[Required task a] Return the portion of the essay on decluttering that runs between "I kept complaining" and "just as guilty?", inclusive, copying it word for word.

[Extract]
I kept complaining that my grown children wouldn’t clean up their rooms in my house, even though they’ve both had their own homes for years. I even wrapped up some of their things and gave them their own stuff for Christmas! My husband Bill was also tired of hearing my snide remarks about his “souvenir T-shirt” drawer and all his college books that occupy valuable, shared bookshelf space. I call him the Territorial Imperialist. If you aren’t sure what I’m referring to, please ask Bill for one of his college books and you can look it up… and please don’t return the book.

In a rare fit of self-awareness at the beginning of the year, lacking a New Year’s resolution that I believed I’d keep, I had an epiphany. How could I justify telling my husband and children to clean up when I was just as guilty?

It’s not that anyone can tell. The house looks neat and organized, but behind those closet doors and inside those cabinets and drawers, hides twenty years of excess stuff, most of it mine.

I had also just finished reviewing the 300 finalists for this Chicken Soup for the Soul book, and I was confronting my own poor behavior after reading these motivational stories. So I sat down at my computer during New Year’s week and made a list of fifty-two de-cluttering projects to do in 2016, some big and some small.

I tried to make the projects as non-daunting as possible, cutting them into tiny bite-size pieces to the extent that I could. I also decided I can do them in any order I want. I can even leave the most difficult ones till last. They range from the mostly easy—“clean out sock drawer and throw away the gross ones”—to the occasionally awful—“go through basement with Bill and justify every single thing in there or get rid of it.”

It’s early February as I’m writing this and I’ve done six of the fifty-two projects. By the way, they don’t get crossed off my list until whatever I’ve disposed of has actually left the house… and the back of my car. That means I’ve already made two trips to the thrift shop, two trips to the clothing recycling bin, and one trip to the consignment shop, to truly get rid of the stuff.

[Required task b] Identify each line of the records that contains the string "scotland", and copy those lines in full.

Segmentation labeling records
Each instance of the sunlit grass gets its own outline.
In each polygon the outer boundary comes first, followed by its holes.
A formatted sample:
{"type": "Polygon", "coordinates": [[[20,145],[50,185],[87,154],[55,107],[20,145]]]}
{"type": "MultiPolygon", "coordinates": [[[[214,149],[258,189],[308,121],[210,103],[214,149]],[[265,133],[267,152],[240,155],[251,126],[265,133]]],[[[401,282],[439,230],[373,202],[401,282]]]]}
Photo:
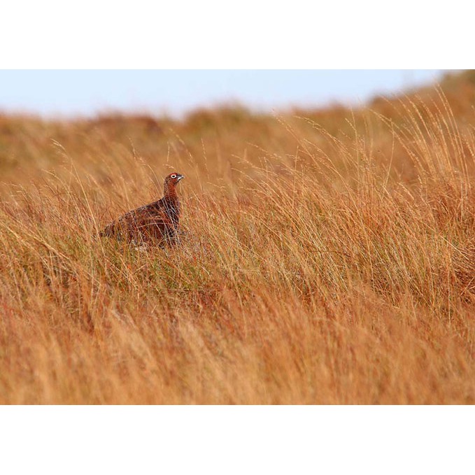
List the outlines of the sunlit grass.
{"type": "Polygon", "coordinates": [[[2,118],[0,402],[473,402],[474,121],[430,97],[2,118]],[[97,237],[172,168],[178,246],[97,237]]]}

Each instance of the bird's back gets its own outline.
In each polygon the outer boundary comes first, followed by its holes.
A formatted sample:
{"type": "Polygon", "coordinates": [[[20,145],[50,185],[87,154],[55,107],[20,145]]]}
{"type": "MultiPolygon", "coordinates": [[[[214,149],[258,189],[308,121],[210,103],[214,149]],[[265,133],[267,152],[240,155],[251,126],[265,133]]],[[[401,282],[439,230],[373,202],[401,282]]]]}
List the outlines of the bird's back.
{"type": "Polygon", "coordinates": [[[180,203],[163,197],[128,211],[108,224],[101,236],[128,241],[170,241],[176,235],[180,218],[180,203]]]}

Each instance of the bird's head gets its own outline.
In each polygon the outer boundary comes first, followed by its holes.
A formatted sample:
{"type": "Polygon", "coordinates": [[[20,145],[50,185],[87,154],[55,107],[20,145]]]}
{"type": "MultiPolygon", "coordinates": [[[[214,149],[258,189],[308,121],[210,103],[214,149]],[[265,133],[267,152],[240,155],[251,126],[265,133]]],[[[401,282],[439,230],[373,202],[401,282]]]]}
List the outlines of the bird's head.
{"type": "Polygon", "coordinates": [[[165,194],[169,194],[172,190],[175,190],[175,187],[178,184],[180,180],[184,178],[185,176],[180,173],[177,173],[173,171],[165,178],[165,183],[164,184],[164,187],[165,189],[165,194]]]}

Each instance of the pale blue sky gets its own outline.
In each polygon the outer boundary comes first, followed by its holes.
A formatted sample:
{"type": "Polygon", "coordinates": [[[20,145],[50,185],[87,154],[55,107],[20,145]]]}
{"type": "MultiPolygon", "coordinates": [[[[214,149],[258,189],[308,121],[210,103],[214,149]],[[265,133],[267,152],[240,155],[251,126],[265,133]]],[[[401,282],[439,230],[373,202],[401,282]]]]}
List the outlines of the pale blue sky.
{"type": "Polygon", "coordinates": [[[443,70],[0,71],[0,112],[43,116],[167,112],[239,101],[270,111],[359,104],[440,79],[443,70]]]}

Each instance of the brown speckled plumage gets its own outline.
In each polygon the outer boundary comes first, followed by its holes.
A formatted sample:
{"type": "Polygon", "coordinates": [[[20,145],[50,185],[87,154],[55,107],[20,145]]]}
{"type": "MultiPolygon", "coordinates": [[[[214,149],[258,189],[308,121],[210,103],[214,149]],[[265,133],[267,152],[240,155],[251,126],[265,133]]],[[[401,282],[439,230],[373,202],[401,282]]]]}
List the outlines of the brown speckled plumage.
{"type": "Polygon", "coordinates": [[[170,173],[164,183],[163,198],[126,213],[108,224],[100,236],[139,242],[171,242],[178,229],[180,201],[176,185],[185,178],[170,173]]]}

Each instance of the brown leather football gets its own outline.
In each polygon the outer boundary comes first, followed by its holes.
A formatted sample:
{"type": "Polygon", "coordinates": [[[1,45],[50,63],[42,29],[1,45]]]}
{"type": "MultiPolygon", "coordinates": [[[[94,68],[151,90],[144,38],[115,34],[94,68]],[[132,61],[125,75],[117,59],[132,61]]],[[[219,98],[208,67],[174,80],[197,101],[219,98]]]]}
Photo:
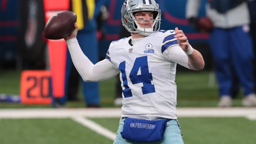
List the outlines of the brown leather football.
{"type": "Polygon", "coordinates": [[[59,40],[70,34],[74,28],[77,16],[73,12],[64,11],[54,14],[45,26],[44,36],[50,40],[59,40]]]}

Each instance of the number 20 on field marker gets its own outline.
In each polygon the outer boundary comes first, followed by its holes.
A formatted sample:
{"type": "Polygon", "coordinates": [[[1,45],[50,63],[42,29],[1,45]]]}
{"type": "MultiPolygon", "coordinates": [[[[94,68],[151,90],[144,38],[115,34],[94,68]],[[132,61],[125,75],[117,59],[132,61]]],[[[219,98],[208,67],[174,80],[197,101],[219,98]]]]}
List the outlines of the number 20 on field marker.
{"type": "Polygon", "coordinates": [[[20,98],[23,103],[50,104],[52,101],[49,71],[26,70],[21,73],[20,98]]]}

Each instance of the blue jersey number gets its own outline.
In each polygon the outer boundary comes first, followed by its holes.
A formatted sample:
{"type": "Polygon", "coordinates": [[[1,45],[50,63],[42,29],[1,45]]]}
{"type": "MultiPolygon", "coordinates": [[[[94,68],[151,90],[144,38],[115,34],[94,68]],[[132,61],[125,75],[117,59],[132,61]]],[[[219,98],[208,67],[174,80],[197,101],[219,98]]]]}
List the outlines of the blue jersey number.
{"type": "MultiPolygon", "coordinates": [[[[125,73],[125,61],[124,61],[119,65],[119,70],[122,73],[122,78],[123,86],[125,89],[123,90],[125,98],[133,96],[132,91],[128,86],[126,74],[125,73]]],[[[147,56],[138,57],[135,60],[134,64],[131,71],[129,78],[133,84],[142,83],[143,86],[141,87],[143,94],[156,92],[155,86],[151,84],[153,80],[152,74],[149,73],[147,64],[147,56]],[[137,75],[140,68],[141,74],[137,75]]]]}

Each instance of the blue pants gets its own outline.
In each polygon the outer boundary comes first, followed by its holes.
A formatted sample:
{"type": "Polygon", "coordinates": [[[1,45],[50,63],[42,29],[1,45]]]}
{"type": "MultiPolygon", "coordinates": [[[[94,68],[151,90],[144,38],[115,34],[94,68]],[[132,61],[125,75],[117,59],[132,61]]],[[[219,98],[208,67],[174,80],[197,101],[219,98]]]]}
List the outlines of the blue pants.
{"type": "Polygon", "coordinates": [[[210,44],[220,96],[231,95],[232,74],[238,77],[244,95],[253,92],[252,42],[245,28],[215,28],[211,33],[210,44]]]}
{"type": "Polygon", "coordinates": [[[120,121],[113,144],[184,144],[180,125],[176,120],[171,120],[167,123],[162,140],[149,142],[136,142],[123,138],[120,133],[123,131],[125,120],[125,118],[123,118],[120,121]]]}
{"type": "MultiPolygon", "coordinates": [[[[96,31],[93,30],[88,31],[79,31],[77,39],[79,45],[83,53],[94,64],[98,61],[98,41],[96,37],[96,31]]],[[[71,68],[73,65],[69,51],[67,52],[66,72],[65,74],[65,95],[60,99],[59,103],[64,105],[67,100],[67,88],[69,77],[71,68]]],[[[81,83],[82,85],[83,92],[84,100],[88,105],[100,103],[99,84],[98,82],[85,82],[80,76],[81,83]]],[[[56,102],[56,100],[53,99],[53,104],[56,102]]]]}

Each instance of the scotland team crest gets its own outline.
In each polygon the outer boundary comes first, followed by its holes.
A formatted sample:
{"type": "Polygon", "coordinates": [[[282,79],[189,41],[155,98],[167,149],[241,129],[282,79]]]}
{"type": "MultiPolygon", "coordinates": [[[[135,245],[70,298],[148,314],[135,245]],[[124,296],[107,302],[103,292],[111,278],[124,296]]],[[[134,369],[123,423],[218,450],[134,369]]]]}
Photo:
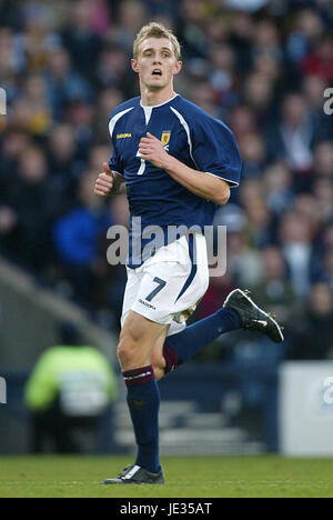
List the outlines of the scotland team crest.
{"type": "Polygon", "coordinates": [[[169,144],[170,136],[171,136],[170,131],[162,132],[161,142],[162,142],[163,147],[167,147],[167,144],[169,144]]]}

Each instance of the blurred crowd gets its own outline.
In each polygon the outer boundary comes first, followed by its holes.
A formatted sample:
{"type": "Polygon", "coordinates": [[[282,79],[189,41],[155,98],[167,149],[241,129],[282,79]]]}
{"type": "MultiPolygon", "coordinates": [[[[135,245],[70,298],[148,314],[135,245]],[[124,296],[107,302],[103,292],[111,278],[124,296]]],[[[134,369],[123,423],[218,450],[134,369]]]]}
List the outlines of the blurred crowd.
{"type": "Polygon", "coordinates": [[[112,109],[139,94],[132,42],[151,20],[180,39],[175,90],[226,122],[243,158],[215,220],[228,272],[196,317],[249,288],[286,328],[286,358],[332,357],[331,0],[0,0],[2,254],[118,328],[125,272],[107,262],[107,230],[127,226],[128,202],[93,184],[112,109]]]}

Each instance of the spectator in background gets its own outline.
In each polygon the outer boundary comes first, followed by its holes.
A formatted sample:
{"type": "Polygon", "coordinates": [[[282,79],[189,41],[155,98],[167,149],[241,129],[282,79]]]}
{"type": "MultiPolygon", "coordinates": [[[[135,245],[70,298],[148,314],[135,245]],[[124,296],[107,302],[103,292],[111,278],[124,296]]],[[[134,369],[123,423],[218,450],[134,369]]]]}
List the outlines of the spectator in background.
{"type": "Polygon", "coordinates": [[[293,324],[297,300],[290,283],[286,262],[276,247],[268,247],[261,257],[262,279],[253,288],[259,304],[273,314],[284,327],[293,324]]]}
{"type": "Polygon", "coordinates": [[[312,242],[306,222],[297,213],[287,213],[281,222],[280,241],[286,260],[292,289],[296,298],[305,300],[311,288],[312,242]]]}
{"type": "Polygon", "coordinates": [[[81,343],[78,329],[61,323],[60,344],[39,359],[26,387],[31,414],[31,451],[78,453],[80,432],[91,432],[97,451],[99,424],[117,397],[117,380],[104,356],[81,343]]]}
{"type": "Polygon", "coordinates": [[[16,254],[24,267],[36,271],[48,266],[52,254],[49,234],[52,193],[48,174],[42,150],[34,146],[27,147],[19,157],[18,177],[7,183],[3,194],[16,222],[16,240],[10,253],[16,254]]]}
{"type": "Polygon", "coordinates": [[[113,218],[109,209],[94,197],[95,171],[88,170],[79,183],[78,207],[64,214],[53,227],[53,241],[59,260],[81,303],[97,303],[104,273],[102,238],[113,218]],[[102,271],[100,271],[102,269],[102,271]]]}
{"type": "Polygon", "coordinates": [[[296,320],[290,330],[289,359],[332,359],[332,290],[324,283],[313,286],[305,316],[296,320]]]}

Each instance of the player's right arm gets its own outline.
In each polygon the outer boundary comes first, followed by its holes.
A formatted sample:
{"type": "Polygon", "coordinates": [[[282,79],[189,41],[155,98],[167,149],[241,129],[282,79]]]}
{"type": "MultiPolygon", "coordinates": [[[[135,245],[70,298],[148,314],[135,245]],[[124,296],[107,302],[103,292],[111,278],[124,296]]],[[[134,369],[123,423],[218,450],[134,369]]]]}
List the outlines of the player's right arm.
{"type": "Polygon", "coordinates": [[[117,171],[112,171],[108,162],[104,162],[103,171],[99,173],[94,184],[94,193],[100,197],[107,197],[122,194],[125,191],[124,178],[117,171]]]}

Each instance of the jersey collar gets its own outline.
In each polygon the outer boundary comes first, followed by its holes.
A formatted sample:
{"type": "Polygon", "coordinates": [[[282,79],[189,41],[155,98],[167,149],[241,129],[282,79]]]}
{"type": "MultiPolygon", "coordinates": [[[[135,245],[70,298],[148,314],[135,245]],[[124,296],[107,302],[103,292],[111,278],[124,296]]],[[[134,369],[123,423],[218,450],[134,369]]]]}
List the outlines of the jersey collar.
{"type": "Polygon", "coordinates": [[[140,99],[140,107],[142,107],[143,109],[153,109],[153,108],[159,108],[159,107],[163,107],[163,104],[167,104],[167,103],[170,103],[170,101],[172,101],[174,98],[176,98],[179,94],[175,93],[172,98],[168,99],[168,101],[164,101],[164,103],[160,103],[160,104],[150,104],[150,106],[147,106],[147,104],[142,104],[142,100],[140,99]]]}

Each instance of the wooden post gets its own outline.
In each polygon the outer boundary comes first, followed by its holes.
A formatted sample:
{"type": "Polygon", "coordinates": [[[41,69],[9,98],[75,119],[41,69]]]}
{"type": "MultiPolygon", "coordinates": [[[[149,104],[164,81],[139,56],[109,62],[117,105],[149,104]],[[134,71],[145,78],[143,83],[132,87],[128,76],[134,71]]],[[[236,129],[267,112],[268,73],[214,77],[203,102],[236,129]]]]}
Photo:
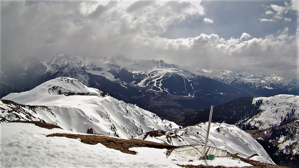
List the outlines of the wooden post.
{"type": "Polygon", "coordinates": [[[204,148],[203,148],[203,159],[206,159],[205,153],[207,150],[207,145],[208,144],[208,140],[209,139],[209,133],[210,133],[210,127],[211,126],[211,120],[212,120],[212,114],[213,113],[213,108],[214,106],[211,106],[211,110],[210,111],[210,117],[209,118],[209,124],[208,125],[208,130],[207,130],[207,136],[206,137],[206,141],[204,143],[204,148]]]}

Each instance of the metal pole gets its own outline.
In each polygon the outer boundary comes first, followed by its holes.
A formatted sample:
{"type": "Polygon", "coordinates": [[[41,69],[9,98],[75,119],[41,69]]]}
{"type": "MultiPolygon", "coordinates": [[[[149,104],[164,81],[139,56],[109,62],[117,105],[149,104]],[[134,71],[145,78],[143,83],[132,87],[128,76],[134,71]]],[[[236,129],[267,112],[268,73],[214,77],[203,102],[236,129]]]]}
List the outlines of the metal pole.
{"type": "Polygon", "coordinates": [[[207,150],[207,144],[208,144],[208,139],[209,138],[209,133],[210,133],[210,126],[211,126],[211,120],[212,120],[212,114],[213,113],[213,108],[214,106],[211,106],[211,110],[210,111],[210,117],[209,118],[209,124],[208,125],[208,130],[207,130],[207,136],[206,137],[206,141],[204,143],[204,148],[203,148],[203,159],[206,159],[205,157],[205,153],[207,150]]]}

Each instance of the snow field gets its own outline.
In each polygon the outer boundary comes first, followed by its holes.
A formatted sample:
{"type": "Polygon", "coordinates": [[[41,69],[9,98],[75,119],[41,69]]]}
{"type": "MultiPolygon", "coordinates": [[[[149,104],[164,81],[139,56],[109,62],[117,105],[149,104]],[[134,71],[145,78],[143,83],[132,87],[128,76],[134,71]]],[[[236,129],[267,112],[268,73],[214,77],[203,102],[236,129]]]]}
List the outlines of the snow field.
{"type": "MultiPolygon", "coordinates": [[[[57,132],[31,124],[1,123],[1,166],[18,168],[180,168],[176,164],[187,164],[184,159],[166,158],[166,149],[133,148],[137,155],[125,154],[107,148],[101,144],[85,144],[80,139],[46,137],[57,132]],[[173,161],[175,159],[176,161],[173,161]]],[[[74,133],[74,132],[73,132],[74,133]]],[[[195,160],[194,159],[194,161],[195,160]]],[[[250,166],[230,160],[216,159],[206,163],[196,161],[193,165],[250,166]]]]}

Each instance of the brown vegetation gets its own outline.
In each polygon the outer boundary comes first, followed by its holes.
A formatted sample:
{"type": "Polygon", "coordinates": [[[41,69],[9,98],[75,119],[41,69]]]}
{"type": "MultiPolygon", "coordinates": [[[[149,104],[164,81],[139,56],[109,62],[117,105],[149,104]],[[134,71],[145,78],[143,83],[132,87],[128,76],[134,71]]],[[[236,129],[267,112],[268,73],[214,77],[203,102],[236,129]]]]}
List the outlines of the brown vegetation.
{"type": "Polygon", "coordinates": [[[157,149],[172,149],[176,147],[168,144],[162,144],[150,141],[136,139],[126,140],[110,137],[97,135],[84,135],[69,134],[53,134],[47,137],[65,137],[69,138],[81,139],[81,142],[87,144],[96,145],[101,143],[107,148],[112,148],[130,154],[136,154],[136,152],[129,149],[133,147],[148,147],[157,149]]]}
{"type": "Polygon", "coordinates": [[[60,128],[62,129],[62,128],[56,125],[54,125],[52,124],[49,124],[45,122],[42,122],[41,121],[20,121],[20,120],[13,120],[13,121],[9,121],[8,123],[29,123],[29,124],[33,124],[35,125],[36,126],[46,128],[47,129],[51,130],[53,128],[60,128]]]}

[Right answer a]
I kept complaining that my grown children wouldn’t clean up their rooms in my house, even though they’ve both had their own homes for years. I even wrapped up some of their things and gave them their own stuff for Christmas! My husband Bill was also tired of hearing my snide remarks about his “souvenir T-shirt” drawer and all his college books that occupy valuable, shared bookshelf space. I call him the Territorial Imperialist. If you aren’t sure what I’m referring to, please ask Bill for one of his college books and you can look it up… and please don’t return the book.

In a rare fit of self-awareness at the beginning of the year, lacking a New Year’s resolution that I believed I’d keep, I had an epiphany. How could I justify telling my husband and children to clean up when I was just as guilty?

[Right answer b]
Each instance of the scotland team crest gets its own outline.
List the outlines of the scotland team crest.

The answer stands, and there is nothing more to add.